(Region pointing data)
◆ ◆ ◆

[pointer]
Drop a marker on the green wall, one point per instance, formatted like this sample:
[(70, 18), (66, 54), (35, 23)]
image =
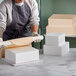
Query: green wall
[(65, 6)]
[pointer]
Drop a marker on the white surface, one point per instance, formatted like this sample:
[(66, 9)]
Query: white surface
[(55, 39), (56, 50), (38, 37), (5, 43), (21, 54)]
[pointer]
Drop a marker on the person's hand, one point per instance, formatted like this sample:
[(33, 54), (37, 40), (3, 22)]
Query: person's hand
[(36, 34)]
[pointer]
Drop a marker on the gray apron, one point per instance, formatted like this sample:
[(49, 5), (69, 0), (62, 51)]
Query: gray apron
[(20, 22)]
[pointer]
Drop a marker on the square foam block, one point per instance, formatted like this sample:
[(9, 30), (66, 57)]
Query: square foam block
[(62, 20), (55, 39), (67, 30), (21, 55), (56, 50)]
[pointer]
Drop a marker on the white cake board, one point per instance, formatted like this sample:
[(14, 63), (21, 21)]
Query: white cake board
[(20, 64)]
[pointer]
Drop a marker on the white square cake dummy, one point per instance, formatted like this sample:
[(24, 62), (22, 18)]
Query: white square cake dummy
[(55, 39), (69, 31), (62, 20), (21, 55), (56, 50)]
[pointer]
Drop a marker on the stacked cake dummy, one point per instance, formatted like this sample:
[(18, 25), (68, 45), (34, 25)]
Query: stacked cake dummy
[(63, 23), (55, 44), (21, 55)]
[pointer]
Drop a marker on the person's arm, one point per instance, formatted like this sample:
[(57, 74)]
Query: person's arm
[(34, 19), (3, 17)]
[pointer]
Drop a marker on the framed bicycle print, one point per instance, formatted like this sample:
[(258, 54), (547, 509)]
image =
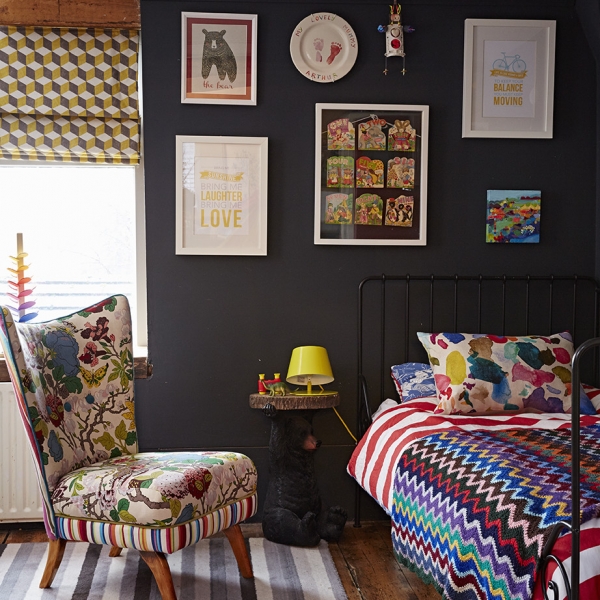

◆ ◆ ◆

### Aim of the exercise
The response consists of the data above printed line for line, with no pictures.

### Reply to the exercise
[pointer]
Drop a marker on the green wall, one point per instance, formatted like this sample:
[(70, 18), (66, 54), (35, 23)]
image =
Query: green wall
[(65, 6)]
[pointer]
Drop a marker on the white surface, one point per instance, formatted like this sample:
[(66, 9)]
Query: white surface
[(55, 39), (56, 50), (38, 37), (5, 43), (21, 54)]
[pointer]
Drop a marker on the person's hand, one point per instance, formatted like this sample:
[(33, 54), (37, 40), (3, 22)]
Query: person's hand
[(36, 34)]
[pointer]
Drop a marker on the gray apron, one point per instance, formatted like this sample:
[(49, 5), (69, 0), (62, 51)]
Query: gray apron
[(20, 22)]
[pointer]
Drop a marker on the square foam block, one point per instance, formatted like this sample:
[(9, 30), (66, 57)]
Query: square foam block
[(62, 20), (55, 39), (67, 30), (21, 55), (56, 50)]
[pointer]
Drop a marker on the white cake board, one point per instance, formatted like this sample:
[(14, 63), (21, 21)]
Query: white cake board
[(20, 64)]
[pointer]
Drop a marker on the white square cake dummy, one point per instance, formatted like this sample:
[(24, 62), (22, 18)]
Query: white square cake dummy
[(55, 39), (69, 31), (62, 20), (21, 55), (56, 50)]
[pointer]
Drop a marker on the stacked cake dummy, one point per instance, formatted like this sample:
[(18, 25), (68, 45), (34, 25)]
Query: stacked cake dummy
[(63, 23), (55, 44), (21, 55)]
[pointer]
Drop a marker on the person's arm, one point per instance, formatted like this sample:
[(57, 74)]
Query: person's arm
[(34, 19), (3, 17)]
[pointer]
Drop a marker on the framed bicycle print, one point per instance, formatted like this sample:
[(258, 54), (547, 509)]
image =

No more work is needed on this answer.